Repeat, exactly and completely, the entries shown underneath.

Data supplied:
>>
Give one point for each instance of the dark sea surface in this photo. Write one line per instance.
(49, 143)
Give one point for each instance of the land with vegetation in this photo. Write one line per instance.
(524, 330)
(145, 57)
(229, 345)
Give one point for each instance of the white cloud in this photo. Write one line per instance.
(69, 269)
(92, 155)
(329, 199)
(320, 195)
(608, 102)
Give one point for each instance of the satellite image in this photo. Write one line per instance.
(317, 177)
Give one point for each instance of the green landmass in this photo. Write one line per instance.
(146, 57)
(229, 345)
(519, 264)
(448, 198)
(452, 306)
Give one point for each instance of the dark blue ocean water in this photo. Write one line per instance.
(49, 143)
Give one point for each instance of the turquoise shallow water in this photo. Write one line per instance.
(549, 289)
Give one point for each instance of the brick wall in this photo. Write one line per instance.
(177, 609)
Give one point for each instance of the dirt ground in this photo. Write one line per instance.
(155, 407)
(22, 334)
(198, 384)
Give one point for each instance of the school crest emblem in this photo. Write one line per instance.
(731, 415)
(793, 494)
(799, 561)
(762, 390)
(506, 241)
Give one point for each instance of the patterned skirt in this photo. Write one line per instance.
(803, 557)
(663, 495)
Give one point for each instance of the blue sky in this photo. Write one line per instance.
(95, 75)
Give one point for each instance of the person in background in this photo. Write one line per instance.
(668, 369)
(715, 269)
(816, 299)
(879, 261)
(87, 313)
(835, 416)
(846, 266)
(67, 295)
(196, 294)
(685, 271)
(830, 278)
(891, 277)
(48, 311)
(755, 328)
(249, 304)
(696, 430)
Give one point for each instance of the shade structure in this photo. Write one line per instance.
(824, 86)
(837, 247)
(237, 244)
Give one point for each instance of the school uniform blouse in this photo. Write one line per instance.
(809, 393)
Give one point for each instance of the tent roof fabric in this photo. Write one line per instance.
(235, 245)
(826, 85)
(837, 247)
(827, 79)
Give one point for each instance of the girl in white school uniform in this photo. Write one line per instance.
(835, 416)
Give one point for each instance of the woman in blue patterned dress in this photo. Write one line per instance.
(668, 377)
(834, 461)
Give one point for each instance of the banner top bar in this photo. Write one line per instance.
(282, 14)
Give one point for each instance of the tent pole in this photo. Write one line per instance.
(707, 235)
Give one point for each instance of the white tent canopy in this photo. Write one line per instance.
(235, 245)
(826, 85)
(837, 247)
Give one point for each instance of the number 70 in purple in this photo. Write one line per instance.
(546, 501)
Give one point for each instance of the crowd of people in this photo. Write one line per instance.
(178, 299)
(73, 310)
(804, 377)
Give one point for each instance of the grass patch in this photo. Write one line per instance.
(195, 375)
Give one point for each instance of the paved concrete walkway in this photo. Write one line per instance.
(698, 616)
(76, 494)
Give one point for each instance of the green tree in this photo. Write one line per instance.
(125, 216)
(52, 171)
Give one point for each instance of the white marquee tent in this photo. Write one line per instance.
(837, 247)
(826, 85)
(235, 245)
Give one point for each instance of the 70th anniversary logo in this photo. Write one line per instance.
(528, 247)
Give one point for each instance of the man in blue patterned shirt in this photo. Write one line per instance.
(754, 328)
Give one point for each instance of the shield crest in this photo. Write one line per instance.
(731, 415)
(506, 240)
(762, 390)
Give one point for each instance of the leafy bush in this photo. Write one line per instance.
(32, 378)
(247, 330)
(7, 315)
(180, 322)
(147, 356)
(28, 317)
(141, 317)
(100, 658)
<<
Exercise answer:
Give one point for each instance of the dark sea surface in this photo. Write one line per instance.
(49, 143)
Give one point for each instance of the land with vegetation in this photo. Write one line per instance.
(524, 330)
(145, 57)
(229, 345)
Give one point for each instance of the white cloud in this photo. Write one line per instance.
(69, 269)
(92, 155)
(329, 199)
(320, 195)
(608, 102)
Give one point for each instance of the satellite image in this photo. Write one line per instance.
(317, 177)
Give one point for each instance of the green landmass in this photo. Write one line per instance.
(146, 57)
(229, 345)
(519, 264)
(448, 198)
(452, 306)
Give one point for each instance of the dark blue ocean water in this photo. Write one line per instance.
(49, 143)
Give one point for each instance of the turquoise shallow water in this photo. Write one line per instance.
(549, 289)
Give one point for each instance of the brick wall in this photo. Write one line per instance.
(177, 609)
Give one point for each instance of the dirt ground in this photo. Write one line per instance.
(155, 407)
(22, 334)
(198, 384)
Give one point for each instance of the school crest emblem in this photo. Write one line per instance.
(731, 415)
(793, 494)
(799, 561)
(762, 390)
(506, 241)
Give one point for each instance of the patterned skirt in this photo. Write one line per instance.
(803, 557)
(663, 495)
Give one point for each instance of the blue sky in this photo. Write one line per instance.
(95, 75)
Give one point for each instance of the person in background in this photo. Write one line per instance.
(668, 369)
(715, 269)
(816, 299)
(879, 261)
(87, 313)
(835, 416)
(846, 266)
(67, 295)
(196, 294)
(685, 271)
(830, 278)
(891, 277)
(48, 311)
(755, 328)
(249, 304)
(696, 430)
Give one point for each instance of the shade structure in this photo. Write one line per instance.
(824, 86)
(837, 247)
(237, 244)
Give one point for each instance of the school uniform blouse in this photo. Write one line per instance.
(809, 393)
Give one point for each instance of the tent roof fabric in this photo. Write one line per instance.
(235, 245)
(826, 85)
(837, 247)
(827, 79)
Give one point for each instance of the girl in white school uniform in this photo. Write one line per instance.
(835, 416)
Give one point for each instance of the woman in blue patterned dress in this photo. Write one line per instance.
(668, 377)
(834, 461)
Give one point for each instance of the banner top bar in this photo. Write one line per instance.
(282, 14)
Give one point for each instance of the tent pole in this photo. Write one line per instance.
(707, 235)
Give one point for each instance of the white tent canopy in this photo. Write one line per instance.
(235, 245)
(826, 85)
(837, 247)
Give one point for each instance of the number 70 in purple in this photo. Write one line per instance.
(546, 501)
Give one point for each instance of the crowd of people in this photo. Write one line per instance.
(178, 299)
(73, 310)
(804, 377)
Give one point for each instance of the grass patch in this photo. Write one line per instance.
(195, 375)
Give one point for each instance of the paved concrete walkway in this photo. Write one line per instance.
(698, 616)
(76, 494)
Give one point for each instance of the green tree in this photo. Write one line per instance.
(125, 216)
(52, 171)
Give one point for each instance of the white marquee tent in this photo. Write one line per instance.
(837, 247)
(826, 85)
(235, 245)
Give one point for each instance of the 70th anniversary logo in this photo. Write one line per instance.
(528, 247)
Give one point for each instance of the man in blue patterned shirt in this photo. Write one line per instance.
(754, 328)
Give one point for each instance of the shield crest in this photo. Write one line per instance.
(731, 415)
(506, 240)
(762, 390)
Give one point for each instance of the leafy bush in this photo. Write one line per instance.
(32, 378)
(247, 330)
(7, 315)
(180, 322)
(147, 356)
(28, 317)
(141, 317)
(100, 658)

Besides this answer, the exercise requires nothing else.